Se l’incontro con Pietro Perotti ci ha dato modo di rinfrescarci la memoria sul modello tradizionale di lavoro nella nostra città, visitando nientemeno che l’elefante Fiat, la recente pubblicazione di Diario di zona di Luigi “Yamunin” Chiarella (ed. Alegre/Quinto Tipo) ci offre l’occasione di dire due parole sul modello del lavoro oggi.
Anche perché in entrambi i casi è di Torino che si parla.
Una Torino che negli anni ’70 assisteva stupefatta alla calata degli operai in tuta e bidoni provenienti da un altro pianeta, e alla fine qualcosa capiva. E ora? Ora, accecata dal crollo di un sistema, si aggira impazzita nella spirale eventi-cemento. Vive di grandi eventi (soprattutto supposti tali) per incapacità di immaginarsi una normalità, una quotidianità, di ammettere il fallimento di un folle sogno e di trovare il coraggio di voltare pagina.
“Dobbiamo farne di mestieri, noi che viviamo della nostra fantasia” cantavano due poeti. E Luigi Yamunin, attore e regista teatrale di lungo corso, in un momento della sua stagione si ritrova costretto a scegliere, con una certa urgenza, un lavoro vero: leggere i contatori dell’acqua in giro per la città. Non per l’acquedotto, per carità, ma per la società appaltata alla bisogna. Società che poi diventano due… ma bando agli spoiler!
Diciamo solo che Yamunin impara che la città è divisa in zone, in ogni zona ci sono contatori da snidare (spesso da scavare letteralmente dai sotterranei, quando si dice la Darkness On The Edge Of Town!) e ogni zona è a portata di bicicletta.
Così a cavalcioni del malandato destriero, investito Cavaliere (precario neh!) delle acque e armato di palmare, divisa ad alta visibilità, scarpe antinfortunistiche, guanti e palanchino, il nostro novello Capitan Salgari parte in pellegrinaggio per la fu Capitale, ubriaca dei festeggiamenti del 150° dell’Unità. (ah già, un altro Grande Evento).
Una metà di #2RR sostiene che quando si suona per strada quello che essenzialmente si fa è godersi lo spettacolo. Col teatro di strada è sempre così. Capitan Luigi si ritrova ad essere spettatore, comparsa, protagonista e regista di uno spettacolo del quotidiano che mescola tragedie quotidiane e odii ancestrali, sconfitte esistenziali e gloriose resistenze, epiche pedalate e contumelie masticate in cosentino stretto.
Uno spettacolo che va salvato, bisogna sovvertire il fallimento del presente: si apre allora il sipario sul blog Satyrikon, e sotto il segno dell’hashtag #DiarioDiZona si inizia a tracciare una mappa mai vista.
Post dopo post sul blog, e ora, tre anni dopo, riordinati e maturati, pagina dopo pagina di un libro di una nuova collana di Oggetti narrativi non identificati curata da Wu Ming 1, proviamo un curioso orgoglio campanilistico nel riconoscere vie, quartieri, isolati, portoni dietro cui si nascondono cantine inenarrabili e cortili abitati da apparizioni losche.

- - -

Obiettivo dichiarato 1:
Riscrivi le voci sostituendo "snow-capped headland" con "rocky headland" e lasciando invariato tutto il resto.
Il testo su Torino e le voci sono del tutto indipendenti.

Righe di dati:
- - -

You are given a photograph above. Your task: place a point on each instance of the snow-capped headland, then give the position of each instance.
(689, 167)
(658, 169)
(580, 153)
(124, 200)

- - -

Obiettivo dichiarato 2:
Trascrivi dal testo su Torino tutto ciò che va da "Uno spettacolo che" fino a "mappa mai vista.".

Risultato 1:
You are given a photograph above. Your task: place a point on each instance of the rocky headland, then give the position of each instance.
(689, 167)
(658, 169)
(580, 153)
(124, 200)

Risultato 2:
Uno spettacolo che va salvato, bisogna sovvertire il fallimento del presente: si apre allora il sipario sul blog Satyrikon, e sotto il segno dell’hashtag #DiarioDiZona si inizia a tracciare una mappa mai vista.